=== READING PASSAGE ===
Study: Poor Maternal Nutrition Linked to Pulmonary Dysfunction

Investigators found in animal models that pulmonary endothelial function was influenced by caloric intake rates.

Jesse Roman, MD

Past research has shown that certain maternal health habits, such as smoking, can increase an infant’s chances of developing lung disease. But a new study using a mouse model also gives indication that diet may have a bigger role.

A team of investigators found that lower caloric intake in pregnant mice caused alterations in genes that are crucial for pulmonary endothelial function.

“We wanted to look at the genetic make-up of these animals to see if somehow the malnutrition created changes in the expression of their DNA,” said lead investigator, Jesse Roman, MD, Professor and CEO of the Jane and Leonard Korman Respiratory Institute-Jefferson Health and National Health. “There is no question that there is a link between exposures, such as smoking, alcohol, and infection, and having an increased incidence of asthma. But very few think about nutrition.”

According to the World Health Organization (WHO), 15% of babies born around the globe have low birth weight, mostly in developing countries. The March of Dimes states that 1 of the risk factors for low birth weight is the mother not gaining enough weight. Respiratory issues are one of the many challenges these babies may face.

For this study, investigators performed 2 experiments. In the first, adult male mice, between 6-8 weeks old (female mice were not used to avoid hormone fluctuations), were divided into 2 groups of 6 mice each. A control group was fed the Laboratory Autoclavable Rodent Diet 5010, ad libitum. The energy-restricted (ER) group was given 65% of the food intake of the control group.

The second experiment involved 2 groups of pregnant female mice. The control was fed Autoclavable Mouse Breeder Chow Diet 5021, ad libitum, while the ER group was fed 65% of the control group’s food intake during the second and third trimesters of pregnancy.
===
REQUIRED ACTION 1: Copy out the passage of the maternal nutrition article starting at "For this study, investigators" and ending at "trimesters of pregnancy.".
REQUIRED ACTION 2: Carry on the article on maternal nutrition and lung function from the point where it stops.
The lines that follow have nothing to do with the maternal nutrition article.
=== SUPPLIED INFORMATION ===
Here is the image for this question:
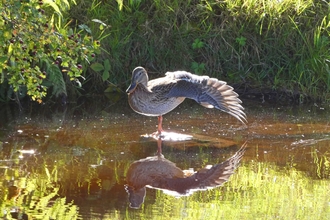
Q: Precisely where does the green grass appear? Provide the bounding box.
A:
[71,0,330,100]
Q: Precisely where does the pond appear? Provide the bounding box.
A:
[0,95,330,219]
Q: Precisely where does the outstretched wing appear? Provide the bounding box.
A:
[150,144,246,196]
[166,71,247,124]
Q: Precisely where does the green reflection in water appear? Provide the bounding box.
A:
[122,162,330,219]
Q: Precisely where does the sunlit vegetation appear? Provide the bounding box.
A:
[0,0,99,103]
[0,0,330,102]
[78,0,330,101]
[120,162,330,219]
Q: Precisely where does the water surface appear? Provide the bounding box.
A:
[0,97,330,219]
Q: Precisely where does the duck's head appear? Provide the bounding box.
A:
[126,66,149,94]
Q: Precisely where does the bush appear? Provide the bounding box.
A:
[0,0,99,103]
[80,0,330,100]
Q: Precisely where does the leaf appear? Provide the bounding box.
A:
[92,19,107,27]
[43,0,62,17]
[102,71,110,81]
[90,63,104,72]
[104,59,111,71]
[0,56,8,63]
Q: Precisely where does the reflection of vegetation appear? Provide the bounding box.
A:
[0,162,78,219]
[120,162,330,219]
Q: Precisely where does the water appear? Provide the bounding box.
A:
[0,97,330,219]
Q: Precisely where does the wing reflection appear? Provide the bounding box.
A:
[126,143,246,208]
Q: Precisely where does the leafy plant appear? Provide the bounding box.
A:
[191,38,205,74]
[0,0,99,103]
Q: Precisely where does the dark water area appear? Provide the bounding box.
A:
[0,95,330,219]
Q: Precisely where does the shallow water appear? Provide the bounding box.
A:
[0,97,330,219]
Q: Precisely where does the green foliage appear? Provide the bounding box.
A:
[74,0,330,102]
[0,0,99,103]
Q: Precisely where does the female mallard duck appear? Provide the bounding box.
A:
[126,143,246,208]
[126,66,246,134]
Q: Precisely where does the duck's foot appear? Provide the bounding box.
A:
[144,131,193,141]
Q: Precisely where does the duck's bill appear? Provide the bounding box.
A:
[126,83,136,94]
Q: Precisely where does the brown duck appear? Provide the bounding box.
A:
[126,66,247,134]
[126,144,246,208]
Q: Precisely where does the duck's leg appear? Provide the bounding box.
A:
[157,138,162,156]
[158,115,164,135]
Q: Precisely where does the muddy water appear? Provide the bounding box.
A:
[0,97,330,219]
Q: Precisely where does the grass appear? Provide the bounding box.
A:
[67,0,330,100]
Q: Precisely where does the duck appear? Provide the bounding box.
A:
[126,66,247,135]
[125,143,247,209]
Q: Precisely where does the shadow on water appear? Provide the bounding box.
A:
[0,95,330,219]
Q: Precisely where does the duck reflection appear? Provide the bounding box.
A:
[126,141,246,209]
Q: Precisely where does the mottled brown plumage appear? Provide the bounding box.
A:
[126,67,247,133]
[126,143,246,208]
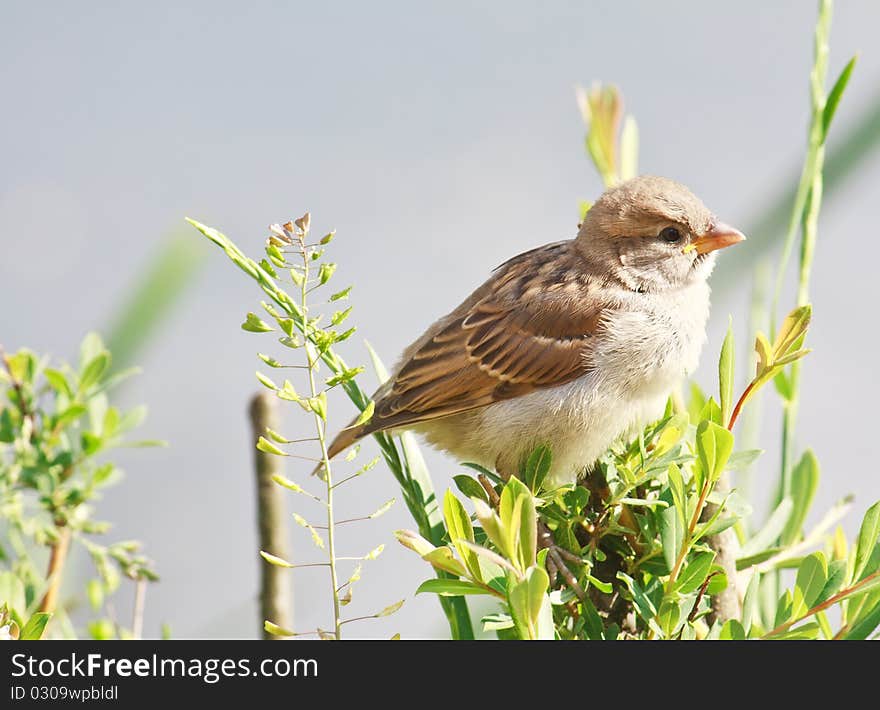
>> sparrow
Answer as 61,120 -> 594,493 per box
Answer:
328,176 -> 745,486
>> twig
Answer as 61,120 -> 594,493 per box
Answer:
40,521 -> 70,614
0,345 -> 36,438
131,579 -> 147,639
250,392 -> 293,640
761,571 -> 880,639
477,473 -> 501,509
697,473 -> 742,624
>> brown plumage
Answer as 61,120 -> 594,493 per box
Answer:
329,241 -> 602,457
329,177 -> 743,478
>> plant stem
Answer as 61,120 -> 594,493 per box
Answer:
40,525 -> 70,614
727,380 -> 755,431
770,0 -> 833,503
249,392 -> 293,640
300,235 -> 342,641
761,571 -> 880,639
131,579 -> 147,639
187,219 -> 474,640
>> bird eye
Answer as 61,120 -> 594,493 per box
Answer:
660,227 -> 681,244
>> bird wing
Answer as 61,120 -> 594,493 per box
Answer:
357,242 -> 605,436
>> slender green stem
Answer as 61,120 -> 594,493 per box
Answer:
761,572 -> 880,639
770,0 -> 833,502
187,219 -> 474,640
301,235 -> 342,641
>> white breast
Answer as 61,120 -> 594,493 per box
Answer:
420,282 -> 709,484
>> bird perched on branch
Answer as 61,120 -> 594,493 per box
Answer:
329,176 -> 745,485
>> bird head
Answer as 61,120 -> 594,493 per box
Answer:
577,175 -> 745,291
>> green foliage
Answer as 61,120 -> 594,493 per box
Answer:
0,333 -> 159,638
192,213 -> 404,640
396,311 -> 880,639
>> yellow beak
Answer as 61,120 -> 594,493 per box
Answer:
684,222 -> 746,254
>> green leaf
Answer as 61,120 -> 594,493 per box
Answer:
675,552 -> 715,594
738,498 -> 794,560
257,436 -> 287,456
696,397 -> 722,426
508,565 -> 553,639
666,463 -> 688,531
781,449 -> 819,547
657,598 -> 681,639
742,573 -> 761,631
791,552 -> 828,617
255,372 -> 278,392
241,313 -> 275,333
19,611 -> 52,641
352,400 -> 376,426
330,286 -> 350,304
523,444 -> 553,493
0,572 -> 27,625
727,449 -> 764,471
376,599 -> 406,619
79,351 -> 110,391
55,403 -> 87,428
318,264 -> 336,286
416,579 -> 491,597
394,530 -> 442,557
696,421 -> 733,483
263,621 -> 299,636
718,318 -> 734,424
443,490 -> 483,582
293,513 -> 324,550
260,550 -> 296,568
773,304 -> 813,364
43,368 -> 73,399
660,508 -> 685,570
452,473 -> 489,503
472,500 -> 512,557
822,55 -> 858,142
814,560 -> 846,604
844,603 -> 880,641
718,619 -> 746,641
852,501 -> 880,582
422,545 -> 467,577
480,614 -> 513,631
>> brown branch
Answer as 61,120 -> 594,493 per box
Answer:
131,578 -> 147,639
727,381 -> 755,431
40,523 -> 70,614
0,345 -> 36,441
701,473 -> 742,624
761,571 -> 880,639
250,392 -> 292,640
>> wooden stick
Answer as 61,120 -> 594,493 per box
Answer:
250,392 -> 293,640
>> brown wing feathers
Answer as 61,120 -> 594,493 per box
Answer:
329,245 -> 602,456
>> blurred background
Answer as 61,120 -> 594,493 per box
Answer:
0,0 -> 880,638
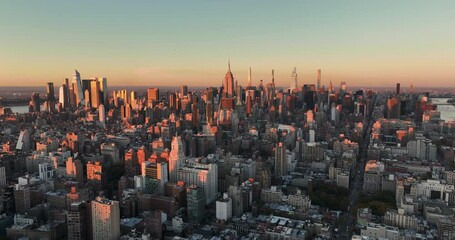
===
ANSWER AREA 1:
For this study, investigators performed 2 experiments. In the first, adult male mice, between 6-8 weeks old (female mice were not used to avoid hormone fluctuations), were divided into 2 groups of 6 mice each. A control group was fed the Laboratory Autoclavable Rodent Diet 5010, ad libitum. The energy-restricted (ER) group was given 65% of the food intake of the control group.

The second experiment involved 2 groups of pregnant female mice. The control was fed Autoclavable Mouse Breeder Chow Diet 5021, ad libitum, while the ER group was fed 65% of the control group’s food intake during the second and third trimesters of pregnancy.

ANSWER AREA 2:
Results showed that in offspring of the ER mice, the genes fibronectin-1 and plasminogen activator inhibitor-1 were up-regulated and the expression of the genes involved in regulating histone acetylation was significantly reduced. In addition, the global DNA methylation in the pulmonary cells of the adult male mice fed the ER diet did not change when compared with the adult male mice control group.

Roman said this study illustrates that nutrition in and of itself can change the way genes behave and may have implications on the development of chronic lung disease, yet raises many more questions. Factors such as being born to a mother who is malnourished and smokes or a premature birth and being on a ventilator for a month would be occurring in a lung that is already compromised from altered gene expression.

“So, I would think, hypothetically, that there are a significant number of people with chronic lung disease where perhaps that disease was more relevant in them because of these exposures as a baby or child,” said Roman.

With this information, research needs to now evaluate these mice at several months old to determine pulmonary function, if the changes are permanent, if biological sex matters, and how these factors are influenced by malnutrition, smoking, alcohol consumption, and prematurity, Roman noted.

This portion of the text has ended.